#### [Task instructions]
Up to and including the line that contains "positive clicks: (229, 70) (271, 77)", reproduce every line exactly, beginning with the first line below.

#### [Given records]

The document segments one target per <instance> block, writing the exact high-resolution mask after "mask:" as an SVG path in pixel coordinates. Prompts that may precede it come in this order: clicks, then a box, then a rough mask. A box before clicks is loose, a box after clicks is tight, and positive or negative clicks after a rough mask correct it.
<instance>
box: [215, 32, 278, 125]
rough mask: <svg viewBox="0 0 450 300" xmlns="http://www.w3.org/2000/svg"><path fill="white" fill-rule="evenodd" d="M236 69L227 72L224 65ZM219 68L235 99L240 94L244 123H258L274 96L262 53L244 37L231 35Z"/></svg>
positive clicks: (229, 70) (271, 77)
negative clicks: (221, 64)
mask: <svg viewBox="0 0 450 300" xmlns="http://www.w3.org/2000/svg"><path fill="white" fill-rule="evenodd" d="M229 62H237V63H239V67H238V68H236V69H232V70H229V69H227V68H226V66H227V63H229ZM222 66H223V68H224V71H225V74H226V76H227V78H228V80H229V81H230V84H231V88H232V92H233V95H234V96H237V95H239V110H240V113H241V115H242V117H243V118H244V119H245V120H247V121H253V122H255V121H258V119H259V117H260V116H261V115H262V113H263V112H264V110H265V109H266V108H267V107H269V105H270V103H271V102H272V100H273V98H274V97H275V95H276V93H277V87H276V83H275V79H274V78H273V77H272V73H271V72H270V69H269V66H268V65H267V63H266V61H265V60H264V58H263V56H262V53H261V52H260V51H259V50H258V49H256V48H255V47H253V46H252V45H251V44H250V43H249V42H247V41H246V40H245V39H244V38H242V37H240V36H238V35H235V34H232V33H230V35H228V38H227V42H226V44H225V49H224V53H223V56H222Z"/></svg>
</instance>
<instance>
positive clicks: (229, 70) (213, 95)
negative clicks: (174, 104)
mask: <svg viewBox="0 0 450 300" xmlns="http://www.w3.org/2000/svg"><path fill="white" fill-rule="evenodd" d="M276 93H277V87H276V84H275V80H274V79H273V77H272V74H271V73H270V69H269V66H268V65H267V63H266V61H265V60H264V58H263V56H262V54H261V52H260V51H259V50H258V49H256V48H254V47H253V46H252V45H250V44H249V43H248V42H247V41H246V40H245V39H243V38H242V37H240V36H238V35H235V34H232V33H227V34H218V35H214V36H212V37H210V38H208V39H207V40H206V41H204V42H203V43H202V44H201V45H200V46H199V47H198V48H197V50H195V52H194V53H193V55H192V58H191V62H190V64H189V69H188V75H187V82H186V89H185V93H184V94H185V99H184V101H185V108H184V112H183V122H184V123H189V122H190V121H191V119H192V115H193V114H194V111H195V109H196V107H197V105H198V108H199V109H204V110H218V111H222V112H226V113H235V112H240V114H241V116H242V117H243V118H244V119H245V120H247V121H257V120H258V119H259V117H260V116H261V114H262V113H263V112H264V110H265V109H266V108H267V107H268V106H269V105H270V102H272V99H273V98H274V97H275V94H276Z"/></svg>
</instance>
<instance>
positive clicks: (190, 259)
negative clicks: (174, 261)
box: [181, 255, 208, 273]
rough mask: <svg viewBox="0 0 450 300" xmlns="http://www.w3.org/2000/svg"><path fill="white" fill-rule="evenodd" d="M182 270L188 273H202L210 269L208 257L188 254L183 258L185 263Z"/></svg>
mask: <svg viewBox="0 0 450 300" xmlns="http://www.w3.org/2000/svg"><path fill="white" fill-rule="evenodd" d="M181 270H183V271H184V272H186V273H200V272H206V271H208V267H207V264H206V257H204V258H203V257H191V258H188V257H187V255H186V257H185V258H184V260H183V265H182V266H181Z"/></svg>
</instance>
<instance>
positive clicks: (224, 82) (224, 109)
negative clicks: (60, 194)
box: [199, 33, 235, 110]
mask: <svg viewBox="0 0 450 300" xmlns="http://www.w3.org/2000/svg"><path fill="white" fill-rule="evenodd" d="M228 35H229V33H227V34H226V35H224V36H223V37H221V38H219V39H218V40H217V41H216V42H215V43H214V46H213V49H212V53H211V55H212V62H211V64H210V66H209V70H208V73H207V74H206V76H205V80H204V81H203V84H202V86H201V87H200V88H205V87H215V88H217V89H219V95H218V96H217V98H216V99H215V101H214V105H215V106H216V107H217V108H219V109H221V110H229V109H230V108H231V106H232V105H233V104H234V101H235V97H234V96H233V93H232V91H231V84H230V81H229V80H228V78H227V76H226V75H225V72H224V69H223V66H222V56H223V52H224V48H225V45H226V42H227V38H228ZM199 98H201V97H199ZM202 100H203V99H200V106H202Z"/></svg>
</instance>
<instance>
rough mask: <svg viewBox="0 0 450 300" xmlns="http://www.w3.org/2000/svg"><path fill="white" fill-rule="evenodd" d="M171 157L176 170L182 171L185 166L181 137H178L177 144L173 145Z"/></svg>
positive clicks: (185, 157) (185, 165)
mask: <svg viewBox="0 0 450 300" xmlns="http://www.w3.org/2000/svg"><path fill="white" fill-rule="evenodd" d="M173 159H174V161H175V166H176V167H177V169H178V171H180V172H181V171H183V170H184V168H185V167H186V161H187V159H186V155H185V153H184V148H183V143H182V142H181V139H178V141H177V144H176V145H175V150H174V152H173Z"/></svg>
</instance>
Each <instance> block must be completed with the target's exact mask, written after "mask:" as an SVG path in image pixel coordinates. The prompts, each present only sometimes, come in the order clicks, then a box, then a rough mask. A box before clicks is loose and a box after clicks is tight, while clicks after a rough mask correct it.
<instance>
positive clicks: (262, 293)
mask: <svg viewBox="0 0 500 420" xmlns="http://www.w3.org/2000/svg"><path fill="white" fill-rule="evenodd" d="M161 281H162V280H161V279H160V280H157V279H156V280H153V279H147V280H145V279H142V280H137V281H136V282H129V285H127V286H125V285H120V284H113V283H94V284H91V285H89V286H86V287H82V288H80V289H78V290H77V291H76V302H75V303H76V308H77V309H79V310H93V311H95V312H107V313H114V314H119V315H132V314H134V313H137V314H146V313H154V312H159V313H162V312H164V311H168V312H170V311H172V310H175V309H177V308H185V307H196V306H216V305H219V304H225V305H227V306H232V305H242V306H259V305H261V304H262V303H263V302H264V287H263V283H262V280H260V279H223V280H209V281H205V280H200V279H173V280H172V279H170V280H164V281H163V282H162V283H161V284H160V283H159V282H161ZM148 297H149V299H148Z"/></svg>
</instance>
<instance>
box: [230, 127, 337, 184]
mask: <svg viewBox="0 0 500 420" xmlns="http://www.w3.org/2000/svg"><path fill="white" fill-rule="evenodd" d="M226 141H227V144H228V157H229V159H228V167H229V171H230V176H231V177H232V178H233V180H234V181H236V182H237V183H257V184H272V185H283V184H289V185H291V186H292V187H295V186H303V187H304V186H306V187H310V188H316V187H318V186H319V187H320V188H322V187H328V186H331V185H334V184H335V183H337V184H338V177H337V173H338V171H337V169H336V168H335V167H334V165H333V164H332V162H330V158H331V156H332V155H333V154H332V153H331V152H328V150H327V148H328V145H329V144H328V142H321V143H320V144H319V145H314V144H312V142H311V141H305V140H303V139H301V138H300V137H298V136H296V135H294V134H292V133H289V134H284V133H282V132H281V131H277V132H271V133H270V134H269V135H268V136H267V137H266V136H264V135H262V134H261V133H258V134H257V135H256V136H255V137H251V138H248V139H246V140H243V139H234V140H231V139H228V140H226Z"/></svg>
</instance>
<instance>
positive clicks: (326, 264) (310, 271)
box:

#### [Output of the task]
The document segments one target per <instance> block, writing the exact high-resolution mask after "mask:" as an SVG path in pixel coordinates. Prompts that may precede it come in this order: clicks, then a box, then a rough mask. A box before clicks is loose, a box after clicks is tight, and positive or negative clicks after a rough mask correct it.
<instance>
box: [215, 32, 278, 125]
rough mask: <svg viewBox="0 0 450 300" xmlns="http://www.w3.org/2000/svg"><path fill="white" fill-rule="evenodd" d="M236 69L227 72L224 65ZM219 68L235 99L240 94L244 123H258L274 96L262 53L244 37L231 35Z"/></svg>
positive clicks: (229, 70) (271, 77)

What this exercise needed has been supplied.